Task:
Return the listing below verbatim, reproducing every line without alteration.
─── Given data ───
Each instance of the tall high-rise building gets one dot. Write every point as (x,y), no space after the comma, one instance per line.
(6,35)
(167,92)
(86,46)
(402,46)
───
Result of the exercise:
Each instance of the tall high-rise building gets one dot. Write every point as (x,y), no space after the comma, one instance per line.
(6,35)
(167,92)
(86,46)
(402,46)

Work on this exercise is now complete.